SELECTED EXTRACT |
▼▼▼
Take the function above that has a NULL dereference when the input pointer is NULL. That function could be compiled in such a way that it writes an ASCII penguin to stdout if the input pointer is NULL; it's totally within its rights to do that. Your mental model of how C programs work is entirely inaccurate if you expect undefined behavior in C to do something that you deem sensible.
With your summing up of the quotation, I think you're again being too strict. If the standard doesn't define undefined behaviour, which it doesn't - well, what then? You claim this renders any program that invokes undefined behaviour meaningless; I claim (as I think the standard wording implies) that this simply means the standard doesn't define the results, which then necessarily depend on the implementation in question.
(It may be OK for anything to then happen, but as a simple question of quality - and common decency ;) - an implementation should strive to ensure that the result is not terribly surprising to anybody familiar with the system in question. And I'm not really sure that what gcc does in the face of undefined behaviour, conformant though it may be, passes that test.)
In C99 there are three levels of not fully specified behaviour:
1. Undefined: anything is permitted, the standard imposes no requirement whatsoever. A typical example is what happens when a null pointer is dereferenced.
2. Unspecified: anything from a constrained set is permitted. Examples include the order of evaluation of function arguments (all must be evaluated once though any order is allowed).
3. Implementation-defined: the implementation is free to choose the behaviour (possibly from a given set), but must document its choice. An example is the representation of signed integers.
If x is unused, the compiler is allowed to remove the assignment. If it does that optimization after it removes the "redundant" null pointer test, the optimizer has legally altered your program to remove the null pointer check you thought you had.
Why would you expect the NULL pointer check to do anything? The function, as given, is meaningless if `p` is NULL. The problem isn't that compilers are too aggressive in their optimization -- the problem is that people who are learning C don't usually learn what it means for the behavior of a program to be undefined.
▲▲▲
Answer each question from the thread on undefined behavior in C.
(a) What could a function be compiled to write to stdout if its input pointer is NULL?
(b) What example of unspecified behavior does the thread give?
(c) For implementation-defined behavior, what must the implementation do with its choice?
Answer using only the thread on undefined behavior in C.

GIVEN MATERIAL |
▼▼▼
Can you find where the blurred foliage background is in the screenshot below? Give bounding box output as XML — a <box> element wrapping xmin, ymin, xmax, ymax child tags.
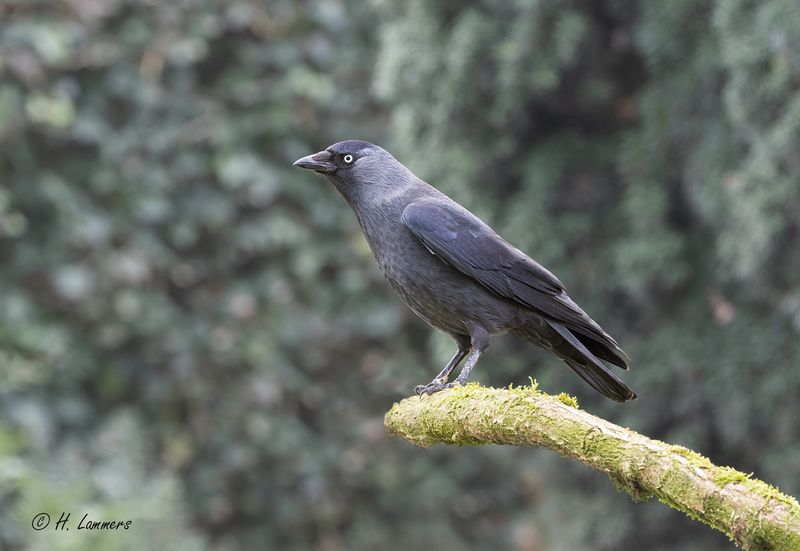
<box><xmin>0</xmin><ymin>0</ymin><xmax>800</xmax><ymax>551</ymax></box>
▲▲▲
SOLUTION TO THIS PROBLEM |
(a) An ASCII penguin.
(b) The order of evaluation of function arguments.
(c) It must document its choice.